* ACTIVITY: The records under this task must be duplicated exactly.

------

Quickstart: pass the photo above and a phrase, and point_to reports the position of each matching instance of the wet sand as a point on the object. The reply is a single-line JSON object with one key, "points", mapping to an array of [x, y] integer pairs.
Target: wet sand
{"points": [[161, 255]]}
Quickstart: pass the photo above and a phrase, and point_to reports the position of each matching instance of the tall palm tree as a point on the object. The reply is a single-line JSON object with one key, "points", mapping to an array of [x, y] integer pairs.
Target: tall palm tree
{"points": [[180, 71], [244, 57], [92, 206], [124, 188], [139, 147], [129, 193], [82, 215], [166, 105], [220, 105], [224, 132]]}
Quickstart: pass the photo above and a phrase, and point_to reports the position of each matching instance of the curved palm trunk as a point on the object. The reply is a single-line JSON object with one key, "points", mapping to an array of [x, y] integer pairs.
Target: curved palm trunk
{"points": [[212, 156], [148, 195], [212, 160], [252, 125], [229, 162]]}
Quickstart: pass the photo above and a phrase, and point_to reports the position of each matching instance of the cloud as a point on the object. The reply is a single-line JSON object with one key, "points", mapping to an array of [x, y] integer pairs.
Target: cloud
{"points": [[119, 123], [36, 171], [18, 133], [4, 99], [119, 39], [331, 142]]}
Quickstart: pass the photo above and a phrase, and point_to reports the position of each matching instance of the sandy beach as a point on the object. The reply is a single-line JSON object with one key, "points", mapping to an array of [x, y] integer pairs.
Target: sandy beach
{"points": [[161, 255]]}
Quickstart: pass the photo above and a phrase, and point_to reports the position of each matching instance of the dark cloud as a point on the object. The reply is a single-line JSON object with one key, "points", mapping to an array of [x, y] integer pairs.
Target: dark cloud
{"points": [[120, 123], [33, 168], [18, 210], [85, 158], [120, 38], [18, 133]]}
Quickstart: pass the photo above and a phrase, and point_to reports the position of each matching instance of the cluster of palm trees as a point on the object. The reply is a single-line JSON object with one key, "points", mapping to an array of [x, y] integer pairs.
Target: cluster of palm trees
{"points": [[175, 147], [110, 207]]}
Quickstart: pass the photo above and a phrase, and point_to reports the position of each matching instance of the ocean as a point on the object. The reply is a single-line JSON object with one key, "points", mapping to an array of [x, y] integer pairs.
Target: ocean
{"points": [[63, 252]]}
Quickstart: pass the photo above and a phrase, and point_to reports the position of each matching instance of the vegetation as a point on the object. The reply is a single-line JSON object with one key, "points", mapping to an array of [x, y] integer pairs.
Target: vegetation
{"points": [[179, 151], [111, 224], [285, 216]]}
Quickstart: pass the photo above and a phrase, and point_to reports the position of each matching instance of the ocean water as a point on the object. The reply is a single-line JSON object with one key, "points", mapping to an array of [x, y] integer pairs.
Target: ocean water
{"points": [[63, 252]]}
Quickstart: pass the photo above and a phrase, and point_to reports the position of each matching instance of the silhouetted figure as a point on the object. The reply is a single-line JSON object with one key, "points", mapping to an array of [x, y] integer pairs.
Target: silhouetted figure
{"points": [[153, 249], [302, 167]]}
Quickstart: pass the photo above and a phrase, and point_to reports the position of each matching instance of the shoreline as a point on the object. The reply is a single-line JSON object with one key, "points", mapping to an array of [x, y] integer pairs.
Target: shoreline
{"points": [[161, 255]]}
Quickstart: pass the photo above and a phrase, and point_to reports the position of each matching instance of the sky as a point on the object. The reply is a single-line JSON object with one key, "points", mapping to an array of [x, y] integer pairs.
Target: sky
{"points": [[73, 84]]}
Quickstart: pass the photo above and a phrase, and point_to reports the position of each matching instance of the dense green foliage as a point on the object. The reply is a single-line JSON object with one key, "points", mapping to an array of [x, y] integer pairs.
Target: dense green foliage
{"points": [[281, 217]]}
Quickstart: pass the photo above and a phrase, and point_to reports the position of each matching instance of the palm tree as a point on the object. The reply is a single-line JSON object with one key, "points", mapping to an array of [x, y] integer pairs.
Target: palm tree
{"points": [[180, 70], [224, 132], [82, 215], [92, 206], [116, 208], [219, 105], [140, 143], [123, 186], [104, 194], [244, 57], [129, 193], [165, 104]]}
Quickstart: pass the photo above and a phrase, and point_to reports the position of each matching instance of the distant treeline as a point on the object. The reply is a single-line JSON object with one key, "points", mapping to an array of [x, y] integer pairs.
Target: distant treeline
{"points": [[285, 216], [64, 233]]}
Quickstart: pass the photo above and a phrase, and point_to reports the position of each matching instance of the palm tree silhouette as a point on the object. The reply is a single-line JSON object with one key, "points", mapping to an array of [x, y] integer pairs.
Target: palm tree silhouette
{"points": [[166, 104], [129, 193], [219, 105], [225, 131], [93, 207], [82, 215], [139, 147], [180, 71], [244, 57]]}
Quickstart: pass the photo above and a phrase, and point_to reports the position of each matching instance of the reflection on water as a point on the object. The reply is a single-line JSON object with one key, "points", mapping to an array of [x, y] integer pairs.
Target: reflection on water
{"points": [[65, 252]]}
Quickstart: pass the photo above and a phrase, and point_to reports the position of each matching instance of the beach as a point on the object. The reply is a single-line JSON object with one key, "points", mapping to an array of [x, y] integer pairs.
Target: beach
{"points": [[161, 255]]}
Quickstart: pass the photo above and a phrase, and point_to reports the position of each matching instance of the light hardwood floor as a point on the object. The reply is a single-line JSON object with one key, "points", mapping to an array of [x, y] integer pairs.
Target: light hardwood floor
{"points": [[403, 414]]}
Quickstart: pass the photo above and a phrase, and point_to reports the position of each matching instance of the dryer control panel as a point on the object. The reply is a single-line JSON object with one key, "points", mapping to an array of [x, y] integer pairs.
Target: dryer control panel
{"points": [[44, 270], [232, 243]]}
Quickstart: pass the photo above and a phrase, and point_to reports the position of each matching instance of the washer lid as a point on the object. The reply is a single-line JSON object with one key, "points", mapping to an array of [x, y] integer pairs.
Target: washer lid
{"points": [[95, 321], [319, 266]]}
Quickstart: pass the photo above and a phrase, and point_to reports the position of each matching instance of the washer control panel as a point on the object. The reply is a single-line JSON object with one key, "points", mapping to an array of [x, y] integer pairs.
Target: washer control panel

------

* PROBLEM SOLUTION:
Quickstart: pass the photo above and a phrase, and point_to reports the position of each matching instance of the wet sand as a point on the object. The reply is a single-line JSON object with one key, "points", mapping to an array of [x, y] integer pairs.
Target: wet sand
{"points": [[161, 255]]}
Quickstart: pass the photo above and a phrase, and point_to reports the position of each matching instance of the tall palm tree as a point on the object. The reply is a single-line JSON object with one key, "points", mapping to an array of [x, y] integer pairs.
Target: tall palm tree
{"points": [[180, 71], [244, 57], [92, 206], [124, 188], [139, 147], [129, 193], [82, 215], [166, 105], [220, 105], [224, 132]]}
Quickstart: pass the photo above and a phrase, and point_to reports the position of each matching instance of the curved palm trunk as a point on the object. The reply is a single-line JSON object with one key, "points", mapping to an array of [x, y] integer pairs.
Target: curved palm trunk
{"points": [[212, 156], [148, 195], [212, 160], [252, 125], [229, 162]]}
Quickstart: pass the photo above and a phrase, and point_to reports the position of each matching instance of the cloud as a point on the object. The reply is a single-line JSON object with one key, "points", mapping to an array of [x, y] integer pairs.
Target: cloud
{"points": [[119, 123], [36, 171], [18, 133], [4, 99], [119, 39], [331, 142]]}
Quickstart: pass the photo above and a phrase, and point_to reports the position of each matching instance of the sandy beach as a point on the object. The reply is a single-line JSON object with one key, "points", mapping to an array of [x, y] integer pairs.
Target: sandy beach
{"points": [[161, 255]]}
Quickstart: pass the photo above and a phrase, and point_to reports the position of each matching instance of the dark cloud as a point on the object. The reply is a single-line JSON object with one key, "points", mapping to an array of [x, y] integer pairs.
Target: dark cloud
{"points": [[120, 123], [33, 168], [18, 210], [85, 158], [120, 38], [18, 133]]}
Quickstart: pass the photo above and a phrase, and point_to reports the position of each matching instance of the cluster of palm trees as a point on the object. The reply is a single-line JSON object with one key, "points", mapping to an array of [x, y] integer pairs.
Target: cluster of palm trees
{"points": [[175, 147], [110, 207]]}
Quickstart: pass the photo above and a phrase, and point_to reports the position of each matching instance of the ocean as a point on the object. The reply is a single-line JSON object with one key, "points", mapping to an array of [x, y] integer pairs.
Target: ocean
{"points": [[63, 252]]}
Quickstart: pass the photo above and a phrase, and point_to reports the position of each matching instance of the vegetation as a point on the object. The reply is a single-line JSON object with one key, "points", mapping to an array of [x, y] integer pairs.
Target: vegetation
{"points": [[179, 151], [111, 224], [285, 216]]}
Quickstart: pass the photo above and a phrase, and point_to reports the position of each matching instance of the ocean water as a point on the object. The reply is a single-line JSON object with one key, "points", mapping to an array of [x, y] integer pairs.
Target: ocean water
{"points": [[63, 252]]}
Quickstart: pass the photo above and a phrase, and point_to reports the position of each matching instance of the silhouetted figure as a point on the object. The reply is a single-line JSON object with one key, "points", mapping to an array of [x, y] integer pairs.
Target: silhouetted figure
{"points": [[153, 249], [302, 167]]}
Quickstart: pass the photo above and a phrase, and point_to reports the position of each matching instance of the shoreline as a point on the object. The reply is a single-line JSON object with one key, "points", mapping to an array of [x, y] integer pairs.
Target: shoreline
{"points": [[161, 255]]}
Quickstart: pass the photo above and a phrase, and point_to reports the position of each matching instance of the sky as a point on the object. The reply is a single-line JSON object with one key, "points", mapping to an array of [x, y] integer pairs.
Target: sky
{"points": [[73, 84]]}
Quickstart: pass the photo above and a phrase, and point_to reports the position of each matching instance of the dense green foliage as a point on the object. The reply is a single-line JSON object with one key, "points", mapping to an array of [x, y] integer pairs.
Target: dense green foliage
{"points": [[281, 217]]}
Quickstart: pass the photo above and a phrase, and point_to reports the position of each matching instance of the palm tree as a point on the object. The reply is a single-line JSON object with one key, "points", mapping to an array of [x, y] integer pairs.
Target: palm tree
{"points": [[180, 70], [224, 132], [82, 215], [92, 206], [116, 208], [219, 105], [140, 143], [123, 186], [104, 194], [244, 57], [129, 193], [165, 104]]}
Quickstart: pass the photo above and a phrase, and point_to reports the position of each matching instance of the distant treeline as a point on the object. The reply is a single-line JSON object with one key, "points", mapping to an array of [x, y] integer pairs.
Target: distant treeline
{"points": [[285, 216], [64, 233]]}
Quickstart: pass the photo above and a phrase, and point_to reports the position of each matching instance of the palm tree silhouette as a point on the object. The reply is a single-line JSON object with one key, "points", mapping to an array of [x, y] integer pairs.
Target: palm tree silhouette
{"points": [[166, 104], [129, 193], [219, 105], [225, 131], [93, 207], [82, 215], [139, 147], [180, 71], [244, 57]]}
Quickstart: pass the photo above and a phrase, and point_to reports the position of each matching instance of the reflection on water as a point on the object. The reply is a single-line JSON object with one key, "points", mapping to an array of [x, y] integer pairs.
Target: reflection on water
{"points": [[65, 252]]}
Quickstart: pass the photo above and a phrase, and point_to reports the position of each matching instance of the beach as a point on the object. The reply is a single-line JSON object with one key, "points", mapping to an array of [x, y] integer pairs.
Target: beach
{"points": [[161, 255]]}
Quickstart: pass the photo above and a phrase, and point_to reports the position of each matching instance of the light hardwood floor as a point on the object. The reply is a single-line JSON object with one key, "points", mapping to an array of [x, y] integer pairs.
Target: light hardwood floor
{"points": [[403, 414]]}
Quickstart: pass the photo above and a phrase, and point_to reports the position of each matching instance of the dryer control panel as a point on the object. The reply is a single-line JSON object with one key, "points", mapping to an array of [x, y] integer pairs.
Target: dryer control panel
{"points": [[44, 270], [232, 243]]}
Quickstart: pass the photo above and a phrase, and point_to reports the position of each matching instance of the washer lid as a point on the object. The reply is a single-line JSON object with one key, "points", mapping to an array of [x, y] integer pairs.
Target: washer lid
{"points": [[95, 321], [319, 266]]}
Quickstart: pass the photo above and a phrase, and point_to reports the position of each matching instance of the washer control panel as a point on the object. The reply is a single-line JSON object with one key, "points", mapping to an array of [x, y] integer pairs.
Target: washer control panel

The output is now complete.